### SET PROBLEM:
Extend the commentary below on Westminster and public trust, picking up directly after its final sentence.

### TEXT PASSAGE:
In time it transpired Westminster had approved privately of release and publicly attempted to crucify another administration for following its preferred path. In 2010 the independent truth about the banking collapse and scandals of Westminster guided mergers and takeovers began to emerge. Ties between “the City” and “Westminster” were proclaimed. It is likely the surface was hardly scratched.
2011 and now we have phone hacking. These are just a glossary of a few issues where Westminster has requested, or demanded our trust. There have been very many more over the years.
It seems that with every crisis a clarion call for “voter confidence” rings out from some quarter of this privileged and invested [should that read infested] parliament.
David Cameron again promised action; yet David Cameron refused to answer valid questions, more than once.
David Cameron – that would be the same David Cameron who promised to “clean house” after the Expenses Scandal refuses to shine the light by expanding the scope of the present enquiry. In his own words “We’ve got to clean up the Westminster Parliament”.

### LISTING:

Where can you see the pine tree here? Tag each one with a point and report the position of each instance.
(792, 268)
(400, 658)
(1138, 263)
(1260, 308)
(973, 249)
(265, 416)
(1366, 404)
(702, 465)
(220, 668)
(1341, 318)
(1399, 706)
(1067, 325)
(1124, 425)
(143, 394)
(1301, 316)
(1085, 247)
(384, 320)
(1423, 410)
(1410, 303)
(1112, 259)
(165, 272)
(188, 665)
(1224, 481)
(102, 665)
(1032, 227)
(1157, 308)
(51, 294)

### FINAL ANSWER:
David Cameron, who so promises “respect”, apparently gives much of it to protect insiders, friends, supporters and cronies. This is the appearance Cameron projects – these isles deserve more, so very much more from an elected leader. This is not leadership Mr. Cameron, it is cronyism and cowardice.
With respect to this most recent scandal, David Cameron appears absolutely no different from Ed Miliband, Gordon Brown or countless other ranking officials at Westminster who came before him, or even now sit within those shameful halls. All have direct ties to News International, personal and/or professional. That is unacceptable. That is a hindrance to democracy. No matter who is in government.
If we have learned anything by the examples over the years it is that the halls of power in this often dis-United Kingdom contain revolving doors, where the corrupt support the miscreant and the miscreant supports those in power, yet few appear to support those they were elected to serve.
News International is the latest of many scandals to rock those grimy corridors of power in the heart of London. Sadly it is simply another example of what “restoring the faith of the electorate in parliament” is now held out to be.
David Cameron has apologized – it is not enough. But will the mainstream media demand more, that remains to be seen as the mainstream media itself has many skeletons. This particular exercise in ”shining the light” appears set to enter its darkest closets. Neither party may be able to afford the political or power capitol this might cost.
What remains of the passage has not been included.